## WHAT IS REQUIRED
Look through the data below for the line with "Query: woman carrying basket" and the line with "[895, 245], one", then output those two and all lines in between, exactly as written.

--- START ---

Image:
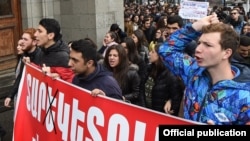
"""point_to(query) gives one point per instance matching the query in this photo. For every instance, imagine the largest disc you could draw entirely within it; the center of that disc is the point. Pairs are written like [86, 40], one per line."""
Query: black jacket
[34, 58]
[101, 79]
[166, 86]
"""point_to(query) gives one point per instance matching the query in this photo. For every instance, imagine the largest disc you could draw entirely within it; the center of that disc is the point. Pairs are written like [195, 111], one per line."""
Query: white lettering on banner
[63, 116]
[36, 138]
[95, 113]
[140, 131]
[68, 118]
[116, 121]
[76, 115]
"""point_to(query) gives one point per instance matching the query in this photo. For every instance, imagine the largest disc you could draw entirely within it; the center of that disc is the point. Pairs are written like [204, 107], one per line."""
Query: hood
[58, 46]
[100, 71]
[134, 67]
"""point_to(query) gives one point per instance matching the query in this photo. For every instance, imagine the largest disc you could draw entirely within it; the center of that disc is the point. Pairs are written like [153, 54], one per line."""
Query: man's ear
[51, 35]
[90, 63]
[228, 53]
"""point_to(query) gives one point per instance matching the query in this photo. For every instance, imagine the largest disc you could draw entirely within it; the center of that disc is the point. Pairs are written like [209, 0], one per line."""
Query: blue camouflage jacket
[226, 102]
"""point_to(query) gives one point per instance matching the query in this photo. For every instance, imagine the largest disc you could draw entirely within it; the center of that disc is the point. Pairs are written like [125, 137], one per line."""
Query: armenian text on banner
[193, 9]
[54, 110]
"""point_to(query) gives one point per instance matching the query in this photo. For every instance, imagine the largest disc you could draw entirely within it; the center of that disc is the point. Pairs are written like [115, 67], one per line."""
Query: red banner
[54, 110]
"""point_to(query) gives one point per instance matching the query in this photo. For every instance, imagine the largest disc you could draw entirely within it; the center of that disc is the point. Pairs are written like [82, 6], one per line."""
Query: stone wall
[78, 18]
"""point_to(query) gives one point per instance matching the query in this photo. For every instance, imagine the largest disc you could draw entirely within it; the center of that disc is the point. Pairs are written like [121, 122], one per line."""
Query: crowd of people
[195, 69]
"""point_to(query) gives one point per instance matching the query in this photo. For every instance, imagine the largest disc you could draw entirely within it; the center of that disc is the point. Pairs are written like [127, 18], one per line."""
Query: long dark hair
[133, 54]
[121, 70]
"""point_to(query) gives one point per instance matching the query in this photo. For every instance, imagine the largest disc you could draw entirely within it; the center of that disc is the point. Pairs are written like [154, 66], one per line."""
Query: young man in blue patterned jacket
[213, 94]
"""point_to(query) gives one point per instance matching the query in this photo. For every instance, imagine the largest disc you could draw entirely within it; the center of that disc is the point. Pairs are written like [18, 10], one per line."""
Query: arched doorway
[10, 28]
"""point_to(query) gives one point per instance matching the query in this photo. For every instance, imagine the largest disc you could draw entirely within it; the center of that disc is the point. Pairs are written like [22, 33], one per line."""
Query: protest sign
[53, 110]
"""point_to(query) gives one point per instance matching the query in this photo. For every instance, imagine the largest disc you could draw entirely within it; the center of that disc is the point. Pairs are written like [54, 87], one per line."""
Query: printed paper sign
[193, 9]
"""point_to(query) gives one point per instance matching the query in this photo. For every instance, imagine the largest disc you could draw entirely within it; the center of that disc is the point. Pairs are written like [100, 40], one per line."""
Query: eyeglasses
[233, 13]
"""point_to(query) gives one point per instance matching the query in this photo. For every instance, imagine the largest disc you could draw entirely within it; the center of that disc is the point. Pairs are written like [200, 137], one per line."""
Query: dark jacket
[34, 58]
[101, 79]
[131, 90]
[166, 86]
[57, 58]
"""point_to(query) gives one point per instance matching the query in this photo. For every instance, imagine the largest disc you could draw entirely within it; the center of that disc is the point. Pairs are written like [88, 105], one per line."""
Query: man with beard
[55, 53]
[31, 51]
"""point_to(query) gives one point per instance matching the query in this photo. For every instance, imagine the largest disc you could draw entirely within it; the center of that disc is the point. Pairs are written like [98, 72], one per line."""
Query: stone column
[78, 18]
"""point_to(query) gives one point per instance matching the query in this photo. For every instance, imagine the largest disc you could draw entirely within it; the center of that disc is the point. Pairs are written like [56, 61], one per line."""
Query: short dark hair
[52, 26]
[244, 40]
[114, 27]
[87, 48]
[175, 19]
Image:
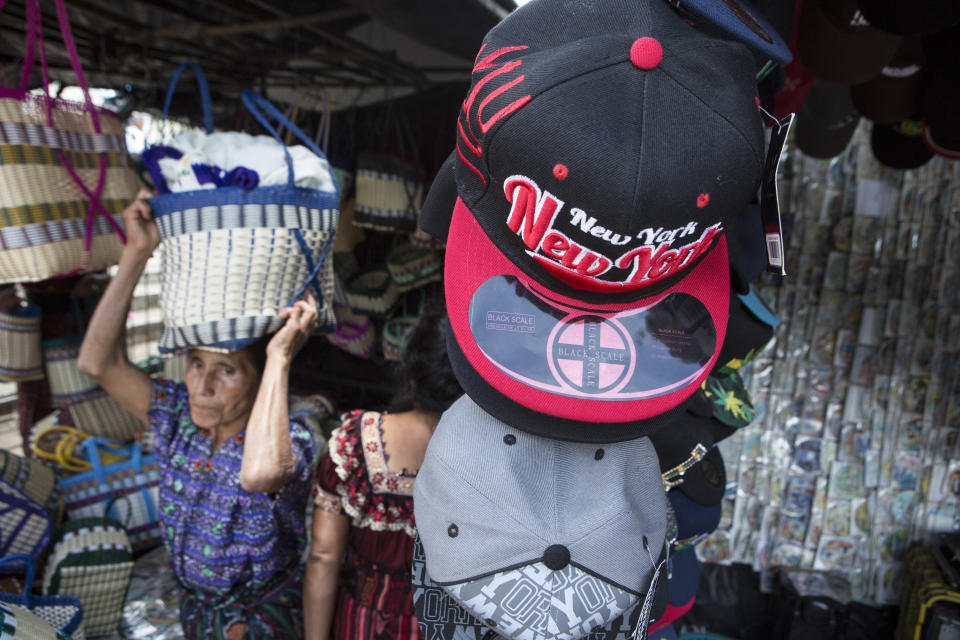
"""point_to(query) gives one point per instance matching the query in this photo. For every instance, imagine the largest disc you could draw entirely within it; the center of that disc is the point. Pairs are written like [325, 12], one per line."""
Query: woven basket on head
[232, 259]
[65, 175]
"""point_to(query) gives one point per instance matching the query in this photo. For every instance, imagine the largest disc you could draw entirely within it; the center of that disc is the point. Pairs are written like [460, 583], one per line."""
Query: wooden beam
[253, 27]
[359, 50]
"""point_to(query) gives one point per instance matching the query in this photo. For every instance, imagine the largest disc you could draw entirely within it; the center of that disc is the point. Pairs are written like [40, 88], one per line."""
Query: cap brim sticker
[624, 355]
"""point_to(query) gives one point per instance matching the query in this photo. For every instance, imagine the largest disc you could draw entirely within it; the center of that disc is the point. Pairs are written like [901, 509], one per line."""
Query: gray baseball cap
[540, 538]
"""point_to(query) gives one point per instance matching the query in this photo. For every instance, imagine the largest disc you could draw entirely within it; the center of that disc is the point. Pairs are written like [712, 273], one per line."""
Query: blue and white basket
[232, 258]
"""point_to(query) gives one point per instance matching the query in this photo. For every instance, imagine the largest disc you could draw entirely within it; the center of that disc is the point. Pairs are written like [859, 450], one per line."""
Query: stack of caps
[890, 61]
[604, 153]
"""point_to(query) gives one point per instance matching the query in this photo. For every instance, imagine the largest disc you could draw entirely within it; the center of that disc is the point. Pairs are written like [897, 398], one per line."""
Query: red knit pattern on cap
[646, 53]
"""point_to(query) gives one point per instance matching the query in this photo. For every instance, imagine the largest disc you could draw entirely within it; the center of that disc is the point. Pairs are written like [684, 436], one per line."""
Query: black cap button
[556, 557]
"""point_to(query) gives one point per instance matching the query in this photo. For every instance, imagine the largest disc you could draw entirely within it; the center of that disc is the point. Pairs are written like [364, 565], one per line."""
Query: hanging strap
[254, 102]
[314, 269]
[204, 93]
[322, 139]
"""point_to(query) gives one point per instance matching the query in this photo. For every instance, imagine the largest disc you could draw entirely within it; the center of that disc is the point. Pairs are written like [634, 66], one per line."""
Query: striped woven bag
[93, 410]
[65, 175]
[34, 479]
[63, 613]
[24, 524]
[127, 487]
[91, 560]
[233, 258]
[17, 623]
[21, 357]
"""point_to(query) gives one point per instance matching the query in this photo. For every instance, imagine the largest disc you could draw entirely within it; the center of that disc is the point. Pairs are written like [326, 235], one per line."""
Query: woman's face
[222, 387]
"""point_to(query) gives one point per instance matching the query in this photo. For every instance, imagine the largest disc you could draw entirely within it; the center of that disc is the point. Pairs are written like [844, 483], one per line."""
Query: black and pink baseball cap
[605, 150]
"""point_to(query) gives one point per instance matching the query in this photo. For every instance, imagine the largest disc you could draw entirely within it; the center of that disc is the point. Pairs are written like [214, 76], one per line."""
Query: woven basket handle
[204, 93]
[27, 562]
[92, 452]
[322, 139]
[64, 454]
[254, 102]
[60, 454]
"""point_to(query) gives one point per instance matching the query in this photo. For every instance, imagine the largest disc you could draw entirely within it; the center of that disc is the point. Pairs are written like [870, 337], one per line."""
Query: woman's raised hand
[301, 322]
[143, 235]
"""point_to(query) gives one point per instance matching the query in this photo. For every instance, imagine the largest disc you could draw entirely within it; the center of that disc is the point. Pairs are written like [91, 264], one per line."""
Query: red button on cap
[646, 53]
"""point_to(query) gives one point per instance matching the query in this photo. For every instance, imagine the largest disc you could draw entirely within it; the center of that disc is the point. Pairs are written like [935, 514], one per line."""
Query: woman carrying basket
[235, 469]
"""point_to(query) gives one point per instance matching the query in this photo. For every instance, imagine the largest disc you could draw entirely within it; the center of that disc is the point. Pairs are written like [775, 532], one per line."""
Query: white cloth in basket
[230, 149]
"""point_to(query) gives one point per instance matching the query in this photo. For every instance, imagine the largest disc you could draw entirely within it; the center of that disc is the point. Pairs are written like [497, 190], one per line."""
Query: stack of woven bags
[70, 524]
[598, 318]
[247, 226]
[383, 294]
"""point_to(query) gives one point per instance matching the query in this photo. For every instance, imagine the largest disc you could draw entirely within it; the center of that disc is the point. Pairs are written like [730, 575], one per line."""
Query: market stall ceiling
[361, 51]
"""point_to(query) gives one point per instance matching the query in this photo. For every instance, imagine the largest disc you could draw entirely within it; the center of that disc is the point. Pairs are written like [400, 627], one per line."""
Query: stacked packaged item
[853, 457]
[595, 325]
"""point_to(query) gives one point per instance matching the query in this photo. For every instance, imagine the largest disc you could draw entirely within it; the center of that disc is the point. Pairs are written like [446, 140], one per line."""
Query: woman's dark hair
[425, 378]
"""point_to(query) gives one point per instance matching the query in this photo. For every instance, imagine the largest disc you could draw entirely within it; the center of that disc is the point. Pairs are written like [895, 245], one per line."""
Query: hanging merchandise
[93, 410]
[92, 560]
[853, 453]
[342, 176]
[372, 292]
[355, 333]
[585, 500]
[389, 182]
[25, 526]
[127, 487]
[21, 357]
[60, 198]
[349, 235]
[395, 329]
[21, 624]
[62, 612]
[247, 226]
[413, 267]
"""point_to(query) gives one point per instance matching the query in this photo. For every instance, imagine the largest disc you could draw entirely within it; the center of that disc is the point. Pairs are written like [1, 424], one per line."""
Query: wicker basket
[92, 409]
[389, 193]
[65, 175]
[372, 292]
[232, 259]
[21, 354]
[413, 267]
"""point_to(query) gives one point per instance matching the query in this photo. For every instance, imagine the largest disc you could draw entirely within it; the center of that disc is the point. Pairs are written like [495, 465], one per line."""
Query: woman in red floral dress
[357, 584]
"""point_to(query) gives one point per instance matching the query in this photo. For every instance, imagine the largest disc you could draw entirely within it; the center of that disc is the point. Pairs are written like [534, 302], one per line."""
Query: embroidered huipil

--- END ---

## FINAL ANSWER
Query: woman carrying basket
[235, 469]
"""point_to(query) gives one point per instance matching the query in this photo. For every instance, imagine the largest disc you could draw entirely within it; the center of that disc is the point. Pairs are written like [775, 532], one per line."""
Query: white cloth in basket
[230, 149]
"""point_to(query) gives one point per instance matching the query in this photo. For every instance, imagine the largest disc you could draw entirely within it; the center of that disc is the point. Pairs are written like [497, 190], one per line."""
Query: stack of woven bags
[70, 524]
[598, 318]
[247, 226]
[383, 294]
"""point_to(query) gives one point per instance matching the query in this photo. For every instance, imagine the largest disc you could draw entirely within it; the center of that disc is the point. Pairs are written like [730, 575], one per line."""
Query: market stall ceiling
[361, 51]
"""point_to(query) gives one point per instance matching the query in this photo. For every instance, imagine the largest disc you could draw entirely within it; the center of that disc is the point. Pairs are written like [400, 627], one per line."""
Query: stacked packaged item
[853, 457]
[595, 325]
"""point_to(query) gives one point per instance matching the query in this photo. For every instance, imagine the largest disc you could draw entirely within it; the center of that disc is the point. Pairs are written like [446, 140], one per line."""
Query: woman's dark hair
[425, 378]
"""point_to(query) gives one point per instance matching the query in this photo. For every instance, imagine the largest disc you could draw entirely within it; the center of that disc is the point. Pairs are written like [895, 245], one per line."""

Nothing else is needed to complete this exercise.